Task goal:
What the task needs is every record repeated exactly, nothing more.

[Natural-language object grounding data]
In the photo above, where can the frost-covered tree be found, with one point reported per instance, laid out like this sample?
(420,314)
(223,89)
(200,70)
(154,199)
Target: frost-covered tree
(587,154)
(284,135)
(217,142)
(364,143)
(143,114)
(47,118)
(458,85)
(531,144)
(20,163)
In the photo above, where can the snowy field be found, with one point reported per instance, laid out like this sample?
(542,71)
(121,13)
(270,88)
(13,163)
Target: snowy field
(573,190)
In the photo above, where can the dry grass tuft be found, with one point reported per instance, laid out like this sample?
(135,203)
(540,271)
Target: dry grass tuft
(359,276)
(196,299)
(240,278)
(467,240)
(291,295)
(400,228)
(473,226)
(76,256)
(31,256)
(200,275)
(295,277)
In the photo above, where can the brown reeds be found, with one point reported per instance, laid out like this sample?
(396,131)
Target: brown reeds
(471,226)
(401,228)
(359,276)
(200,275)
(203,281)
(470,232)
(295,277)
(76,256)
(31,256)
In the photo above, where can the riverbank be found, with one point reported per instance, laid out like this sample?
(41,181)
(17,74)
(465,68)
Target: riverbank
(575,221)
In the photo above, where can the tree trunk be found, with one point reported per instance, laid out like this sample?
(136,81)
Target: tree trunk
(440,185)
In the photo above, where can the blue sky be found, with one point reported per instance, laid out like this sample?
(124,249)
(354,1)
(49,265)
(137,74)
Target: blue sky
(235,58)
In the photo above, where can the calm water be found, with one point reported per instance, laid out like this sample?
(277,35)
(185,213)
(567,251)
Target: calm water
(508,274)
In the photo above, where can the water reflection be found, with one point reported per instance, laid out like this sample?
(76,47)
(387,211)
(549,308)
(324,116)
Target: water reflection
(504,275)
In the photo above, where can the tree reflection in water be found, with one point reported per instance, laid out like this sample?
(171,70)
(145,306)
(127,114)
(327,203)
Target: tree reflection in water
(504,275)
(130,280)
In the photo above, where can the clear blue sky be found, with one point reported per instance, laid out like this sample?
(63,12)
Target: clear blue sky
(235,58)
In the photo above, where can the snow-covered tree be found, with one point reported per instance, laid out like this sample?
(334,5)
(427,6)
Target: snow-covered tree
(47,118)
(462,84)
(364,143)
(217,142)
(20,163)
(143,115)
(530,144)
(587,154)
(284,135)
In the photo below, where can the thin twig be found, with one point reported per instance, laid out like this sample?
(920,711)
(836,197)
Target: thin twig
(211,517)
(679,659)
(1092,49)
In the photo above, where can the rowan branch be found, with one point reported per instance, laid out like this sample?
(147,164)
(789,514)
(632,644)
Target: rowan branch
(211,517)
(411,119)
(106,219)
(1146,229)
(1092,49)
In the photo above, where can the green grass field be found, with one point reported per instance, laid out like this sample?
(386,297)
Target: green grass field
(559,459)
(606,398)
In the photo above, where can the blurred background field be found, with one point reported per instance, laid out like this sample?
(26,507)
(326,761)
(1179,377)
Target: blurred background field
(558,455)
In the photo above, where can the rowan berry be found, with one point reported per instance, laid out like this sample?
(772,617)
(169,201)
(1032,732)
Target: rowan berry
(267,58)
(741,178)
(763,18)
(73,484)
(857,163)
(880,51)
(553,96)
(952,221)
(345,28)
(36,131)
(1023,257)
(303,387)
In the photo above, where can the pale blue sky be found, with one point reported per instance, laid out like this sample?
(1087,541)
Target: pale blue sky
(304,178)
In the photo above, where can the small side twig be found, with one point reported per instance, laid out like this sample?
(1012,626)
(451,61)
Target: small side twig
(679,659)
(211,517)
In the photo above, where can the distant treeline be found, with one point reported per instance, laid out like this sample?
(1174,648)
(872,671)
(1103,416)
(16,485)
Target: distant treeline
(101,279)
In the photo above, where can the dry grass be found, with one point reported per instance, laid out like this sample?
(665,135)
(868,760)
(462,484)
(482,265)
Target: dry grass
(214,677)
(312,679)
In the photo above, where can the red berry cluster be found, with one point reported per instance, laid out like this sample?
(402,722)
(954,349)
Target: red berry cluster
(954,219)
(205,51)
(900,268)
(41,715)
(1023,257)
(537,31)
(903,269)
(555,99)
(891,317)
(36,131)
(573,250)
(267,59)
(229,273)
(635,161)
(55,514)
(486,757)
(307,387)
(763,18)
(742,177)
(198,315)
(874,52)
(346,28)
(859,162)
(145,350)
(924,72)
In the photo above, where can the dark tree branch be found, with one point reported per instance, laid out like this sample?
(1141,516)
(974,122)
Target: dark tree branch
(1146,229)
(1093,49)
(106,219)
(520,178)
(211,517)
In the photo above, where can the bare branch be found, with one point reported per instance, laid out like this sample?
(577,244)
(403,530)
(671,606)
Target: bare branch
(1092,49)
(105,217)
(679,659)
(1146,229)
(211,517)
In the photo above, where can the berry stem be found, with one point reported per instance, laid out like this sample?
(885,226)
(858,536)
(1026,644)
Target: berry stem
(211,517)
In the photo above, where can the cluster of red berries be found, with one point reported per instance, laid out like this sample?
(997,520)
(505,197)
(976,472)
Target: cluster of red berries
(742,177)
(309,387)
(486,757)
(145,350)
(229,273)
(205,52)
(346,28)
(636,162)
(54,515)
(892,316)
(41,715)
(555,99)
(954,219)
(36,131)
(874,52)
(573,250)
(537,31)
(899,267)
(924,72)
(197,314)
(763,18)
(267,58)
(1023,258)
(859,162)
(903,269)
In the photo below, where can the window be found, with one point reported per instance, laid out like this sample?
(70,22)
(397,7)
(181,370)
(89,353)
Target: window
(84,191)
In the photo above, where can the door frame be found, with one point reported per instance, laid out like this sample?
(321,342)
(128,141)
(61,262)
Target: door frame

Problem solution:
In the photo above, where can the frost-covered tree be found, with one point reported per instance, laid out like this sample?
(420,314)
(223,89)
(200,70)
(154,199)
Target: frost-covered tree
(587,154)
(284,135)
(217,142)
(364,143)
(143,114)
(47,118)
(458,85)
(531,144)
(20,163)
In the photo above, where can the snowy field be found, with one point reported per instance, laid out like this sample?
(542,71)
(121,13)
(270,88)
(13,163)
Target: snowy field
(573,190)
In the photo above, where can the dry grass tuft be found, with one point reported per instance, laid out like this sample?
(135,203)
(540,271)
Target: dry grass tuft
(359,276)
(196,299)
(240,278)
(467,240)
(291,295)
(400,228)
(473,226)
(76,256)
(31,256)
(200,275)
(295,277)
In the photo above, where can the brown reeds be found, with one point reported per instance, laid out like this sample?
(396,131)
Target: brown reeds
(471,226)
(401,228)
(359,276)
(200,275)
(203,281)
(470,232)
(295,277)
(76,256)
(31,256)
In the photo above, where can the riverbank be found, with one point reported per instance, laid out like this sample?
(41,181)
(17,74)
(465,68)
Target: riverbank
(575,221)
In the photo above, where can the tree trunk be found, with one point reported per instance, laid out like this sample?
(136,81)
Target: tree trunk
(440,185)
In the photo above, where can the blue sky be found, with one point reported per instance, laid out like this sample?
(124,249)
(354,1)
(49,265)
(137,74)
Target: blue sky
(235,58)
In the photo above, where can the calm water be found, with one point reported per instance, laid out like this sample?
(277,35)
(185,213)
(567,251)
Target: calm water
(508,274)
In the photo above, where can the water reflection be found, with one point reported per instance, laid out like this sample?
(76,47)
(387,211)
(549,308)
(324,116)
Target: water reflection
(504,275)
In the photo above, where can the tree reflection in water be found, with one point reported per instance, laid out like this sample?
(171,70)
(145,306)
(127,114)
(327,203)
Target: tree reflection in water
(504,275)
(130,280)
In the photo above, where can the clear blue sky be found, with one point reported per instance, laid out like this sample?
(63,12)
Target: clear blue sky
(235,58)
In the photo above, where can the snow-covered tree be found, with one point reported per instance, laid out like this sample?
(334,5)
(427,6)
Target: snow-covered tree
(47,118)
(462,84)
(364,143)
(217,142)
(20,163)
(143,115)
(530,144)
(587,154)
(284,135)
In the photo below, where can the thin twig be found, with one point reported per instance, laid out like this sample?
(920,711)
(836,197)
Target: thin twig
(211,517)
(679,659)
(1092,49)
In the photo above, where can the rowan branch be found, with one point reported per instance, laid out like this sample?
(147,164)
(789,514)
(632,644)
Target: rowan branch
(211,517)
(411,119)
(106,219)
(1146,229)
(1092,49)
In the photo above, where can the green grass field be found, with one point reported per instance, laid out like this sample?
(386,297)
Target: green grass field
(559,459)
(606,398)
In the photo above, where can the blurred background field be found, with one point reported per instance, laid out like this sample?
(26,507)
(326,761)
(1179,377)
Target: blurred background field
(558,455)
In the photo above, where can the rowan berry be found, with one point reported per instance, laid out like this sample?
(772,617)
(169,201)
(1032,732)
Target: rowan berry
(267,58)
(741,178)
(763,18)
(73,484)
(857,163)
(880,51)
(553,96)
(952,221)
(345,28)
(36,131)
(1023,257)
(303,387)
In the photo above, where can the pale blue sky be found, with one point reported per instance, laid out like this sample?
(1087,541)
Target: pale blue sky
(304,178)
In the photo above, where can the small side twig be found, with one point reported per instance, laid out like this sample?
(1012,626)
(451,61)
Target: small side twig
(679,659)
(211,517)
In the photo above, where can the distant treeline be found, with one point reported per instance, laid out like this sample?
(1174,648)
(872,671)
(1103,416)
(16,485)
Target: distant treeline
(101,279)
In the photo above, where can the dry grass be found, with one point reported per instance, laid out like this sample?
(665,135)
(868,760)
(462,484)
(482,265)
Target: dry grass
(214,677)
(312,679)
In the photo above, where can the red berry cluster be found, with one point reported per instance, laid out like this sample?
(402,722)
(954,349)
Target: red berry cluster
(954,219)
(205,51)
(900,268)
(41,715)
(1023,257)
(537,31)
(903,269)
(555,99)
(891,317)
(36,131)
(573,250)
(267,59)
(229,273)
(635,161)
(55,514)
(486,757)
(307,387)
(763,18)
(742,177)
(198,315)
(874,52)
(346,28)
(859,162)
(145,350)
(924,72)
In the photo above, where can the dark tree branch be found, with one point reported per instance, laid out like this sample?
(1141,516)
(974,122)
Target: dark tree branch
(1146,229)
(1093,49)
(106,219)
(520,178)
(211,517)
In the photo above, where can the bare branch be found, with one point reported per instance, laid out like this sample?
(577,244)
(403,530)
(671,606)
Target: bare branch
(1092,49)
(105,217)
(679,659)
(1146,229)
(211,517)
In the photo above, where can the berry stem be found, with one point reported per instance, laid out like this sample?
(885,226)
(858,536)
(1026,644)
Target: berry stem
(211,517)
In the photo above, where can the cluster of red berries be found, with one point reported per instance, laid out like this sample?
(997,520)
(505,197)
(976,472)
Target: cluster of red berries
(742,177)
(309,387)
(486,757)
(145,350)
(229,273)
(205,52)
(346,28)
(636,162)
(54,515)
(892,316)
(41,715)
(555,99)
(954,219)
(36,131)
(874,52)
(573,250)
(537,31)
(899,267)
(924,72)
(197,314)
(763,18)
(267,58)
(1023,258)
(859,162)
(903,269)
In the photo below, where can the window be found, with one point reported per instance, laid out like this sample?
(70,22)
(397,7)
(181,370)
(89,353)
Target: window
(84,191)
In the photo above, where can the door frame be found, with one point reported per instance, laid out like this sample?
(321,342)
(128,141)
(61,262)
Target: door frame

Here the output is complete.